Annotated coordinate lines
──────────

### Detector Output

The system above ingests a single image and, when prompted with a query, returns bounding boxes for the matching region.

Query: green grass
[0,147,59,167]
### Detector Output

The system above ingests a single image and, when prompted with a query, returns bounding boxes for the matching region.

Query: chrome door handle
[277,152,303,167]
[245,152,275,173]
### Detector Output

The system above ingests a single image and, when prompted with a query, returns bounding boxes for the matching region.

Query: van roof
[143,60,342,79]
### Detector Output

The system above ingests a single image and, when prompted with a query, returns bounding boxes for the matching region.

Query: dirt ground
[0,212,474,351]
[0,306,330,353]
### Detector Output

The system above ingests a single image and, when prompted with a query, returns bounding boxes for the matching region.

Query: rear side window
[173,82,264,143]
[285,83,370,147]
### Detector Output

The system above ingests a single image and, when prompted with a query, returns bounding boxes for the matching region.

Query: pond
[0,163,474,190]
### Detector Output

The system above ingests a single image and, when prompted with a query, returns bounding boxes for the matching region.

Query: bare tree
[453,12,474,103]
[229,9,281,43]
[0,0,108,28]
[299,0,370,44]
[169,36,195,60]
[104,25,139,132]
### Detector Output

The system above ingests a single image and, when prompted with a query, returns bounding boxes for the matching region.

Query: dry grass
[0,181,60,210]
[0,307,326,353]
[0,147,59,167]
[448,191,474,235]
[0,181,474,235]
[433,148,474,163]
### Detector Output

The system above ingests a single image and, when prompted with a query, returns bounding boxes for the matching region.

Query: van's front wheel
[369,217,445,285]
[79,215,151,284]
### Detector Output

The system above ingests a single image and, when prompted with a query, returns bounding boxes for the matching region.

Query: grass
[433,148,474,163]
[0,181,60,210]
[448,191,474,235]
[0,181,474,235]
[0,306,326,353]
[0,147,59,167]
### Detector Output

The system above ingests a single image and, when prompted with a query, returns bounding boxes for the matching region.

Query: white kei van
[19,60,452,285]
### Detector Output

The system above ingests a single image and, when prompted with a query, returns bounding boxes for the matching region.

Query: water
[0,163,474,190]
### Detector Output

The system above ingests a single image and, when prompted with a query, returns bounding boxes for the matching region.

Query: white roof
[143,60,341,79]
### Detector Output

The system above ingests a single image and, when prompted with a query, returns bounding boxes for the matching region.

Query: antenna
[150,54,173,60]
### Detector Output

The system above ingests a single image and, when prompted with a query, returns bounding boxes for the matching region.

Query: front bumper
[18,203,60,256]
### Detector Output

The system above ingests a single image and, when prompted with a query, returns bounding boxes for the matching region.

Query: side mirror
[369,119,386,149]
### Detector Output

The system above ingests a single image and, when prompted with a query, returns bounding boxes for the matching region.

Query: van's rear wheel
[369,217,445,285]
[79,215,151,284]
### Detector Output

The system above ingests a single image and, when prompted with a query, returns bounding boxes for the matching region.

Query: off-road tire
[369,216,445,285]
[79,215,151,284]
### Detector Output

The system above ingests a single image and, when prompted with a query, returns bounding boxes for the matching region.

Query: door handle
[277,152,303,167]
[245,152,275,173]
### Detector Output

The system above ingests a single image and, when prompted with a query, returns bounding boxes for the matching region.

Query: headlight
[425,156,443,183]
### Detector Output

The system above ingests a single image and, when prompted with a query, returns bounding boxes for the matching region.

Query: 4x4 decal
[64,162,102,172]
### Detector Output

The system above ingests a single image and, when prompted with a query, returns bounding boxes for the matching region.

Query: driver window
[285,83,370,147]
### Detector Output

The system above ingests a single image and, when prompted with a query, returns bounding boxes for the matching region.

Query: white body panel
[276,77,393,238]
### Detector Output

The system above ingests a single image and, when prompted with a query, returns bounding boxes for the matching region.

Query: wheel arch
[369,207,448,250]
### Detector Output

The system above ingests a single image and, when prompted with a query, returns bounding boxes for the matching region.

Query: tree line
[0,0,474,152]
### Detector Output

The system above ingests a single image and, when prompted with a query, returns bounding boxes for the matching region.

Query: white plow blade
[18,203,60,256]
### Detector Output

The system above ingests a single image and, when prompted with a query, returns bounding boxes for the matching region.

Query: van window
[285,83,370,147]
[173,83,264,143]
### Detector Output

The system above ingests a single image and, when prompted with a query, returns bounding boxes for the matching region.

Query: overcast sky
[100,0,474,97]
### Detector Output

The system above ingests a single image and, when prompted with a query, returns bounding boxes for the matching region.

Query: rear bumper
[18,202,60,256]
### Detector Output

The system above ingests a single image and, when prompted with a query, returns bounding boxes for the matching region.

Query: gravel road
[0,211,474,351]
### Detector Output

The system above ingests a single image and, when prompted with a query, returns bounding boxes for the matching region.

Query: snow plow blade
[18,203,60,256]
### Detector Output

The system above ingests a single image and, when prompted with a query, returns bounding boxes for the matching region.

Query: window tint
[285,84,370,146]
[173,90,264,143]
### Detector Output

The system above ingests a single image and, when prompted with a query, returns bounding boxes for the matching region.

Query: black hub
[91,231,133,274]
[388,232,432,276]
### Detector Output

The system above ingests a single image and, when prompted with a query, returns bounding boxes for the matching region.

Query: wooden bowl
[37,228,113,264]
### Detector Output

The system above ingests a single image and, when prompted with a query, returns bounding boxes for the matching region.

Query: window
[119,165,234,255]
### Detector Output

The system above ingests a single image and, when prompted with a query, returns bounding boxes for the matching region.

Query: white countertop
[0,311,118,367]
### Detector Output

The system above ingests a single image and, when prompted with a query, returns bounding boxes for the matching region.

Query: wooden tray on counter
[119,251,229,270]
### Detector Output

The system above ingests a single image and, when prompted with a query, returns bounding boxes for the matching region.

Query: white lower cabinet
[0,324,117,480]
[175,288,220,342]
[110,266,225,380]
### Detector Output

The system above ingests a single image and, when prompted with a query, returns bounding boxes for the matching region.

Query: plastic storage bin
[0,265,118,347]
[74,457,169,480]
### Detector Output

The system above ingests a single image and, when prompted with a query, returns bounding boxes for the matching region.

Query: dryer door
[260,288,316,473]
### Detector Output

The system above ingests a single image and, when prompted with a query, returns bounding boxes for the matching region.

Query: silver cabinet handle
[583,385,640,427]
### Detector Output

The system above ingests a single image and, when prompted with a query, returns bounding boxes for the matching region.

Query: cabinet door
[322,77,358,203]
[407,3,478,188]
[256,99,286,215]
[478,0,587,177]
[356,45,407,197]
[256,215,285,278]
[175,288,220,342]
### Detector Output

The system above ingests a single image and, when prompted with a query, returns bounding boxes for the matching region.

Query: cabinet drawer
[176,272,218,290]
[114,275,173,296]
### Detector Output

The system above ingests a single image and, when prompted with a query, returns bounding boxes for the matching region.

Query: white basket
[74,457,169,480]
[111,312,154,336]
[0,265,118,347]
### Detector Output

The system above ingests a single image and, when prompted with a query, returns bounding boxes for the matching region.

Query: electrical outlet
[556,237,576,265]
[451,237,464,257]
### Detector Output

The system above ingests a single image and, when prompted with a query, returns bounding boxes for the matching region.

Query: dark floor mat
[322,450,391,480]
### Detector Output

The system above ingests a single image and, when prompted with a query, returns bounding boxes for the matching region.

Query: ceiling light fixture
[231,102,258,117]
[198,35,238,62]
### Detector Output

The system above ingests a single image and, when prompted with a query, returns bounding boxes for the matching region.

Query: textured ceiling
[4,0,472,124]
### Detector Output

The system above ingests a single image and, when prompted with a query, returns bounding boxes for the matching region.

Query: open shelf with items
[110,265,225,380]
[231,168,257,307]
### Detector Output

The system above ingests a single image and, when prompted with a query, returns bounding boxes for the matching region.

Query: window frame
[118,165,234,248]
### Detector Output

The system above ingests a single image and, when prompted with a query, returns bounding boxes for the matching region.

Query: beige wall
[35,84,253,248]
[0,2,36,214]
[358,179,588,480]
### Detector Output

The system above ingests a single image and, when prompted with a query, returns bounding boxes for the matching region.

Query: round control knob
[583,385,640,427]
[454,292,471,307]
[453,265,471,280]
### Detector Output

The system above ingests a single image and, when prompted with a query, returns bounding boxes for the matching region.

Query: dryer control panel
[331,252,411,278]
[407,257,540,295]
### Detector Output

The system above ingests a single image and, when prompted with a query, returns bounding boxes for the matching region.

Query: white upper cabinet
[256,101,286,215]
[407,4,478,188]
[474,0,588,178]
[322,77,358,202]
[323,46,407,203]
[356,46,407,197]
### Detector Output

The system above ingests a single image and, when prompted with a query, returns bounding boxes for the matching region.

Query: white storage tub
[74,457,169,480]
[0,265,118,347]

──────────

■ GOAL: Collect every line above that contains the string "cabinet", treating uppercase and lowercase as different.

■ COMPLETED EXERCISE:
Query: white lower cabinet
Query: silver cabinet handle
Query: cabinet door
Query: cabinet drawer
Query: white upper cabinet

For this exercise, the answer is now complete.